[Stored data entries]
• • • •

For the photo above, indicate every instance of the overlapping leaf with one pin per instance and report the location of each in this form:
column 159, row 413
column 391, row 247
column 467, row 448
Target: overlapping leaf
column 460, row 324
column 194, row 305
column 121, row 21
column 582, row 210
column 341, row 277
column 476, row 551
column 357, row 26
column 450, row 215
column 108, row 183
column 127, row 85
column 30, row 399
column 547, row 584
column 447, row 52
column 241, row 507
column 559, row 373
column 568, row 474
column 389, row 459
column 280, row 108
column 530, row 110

• • • •

THE PROBLEM:
Give every line above again, word for word.

SOLUTION FOR THIS TASK:
For the photo above, indicate every instance of the overlapping leaf with one pin per instance and report the location of each in this form:
column 159, row 413
column 391, row 247
column 467, row 448
Target: overlapping leaf
column 460, row 324
column 194, row 305
column 121, row 21
column 582, row 210
column 341, row 277
column 476, row 551
column 357, row 26
column 450, row 215
column 108, row 183
column 127, row 85
column 30, row 399
column 547, row 584
column 447, row 52
column 241, row 507
column 559, row 373
column 568, row 474
column 389, row 459
column 280, row 108
column 530, row 110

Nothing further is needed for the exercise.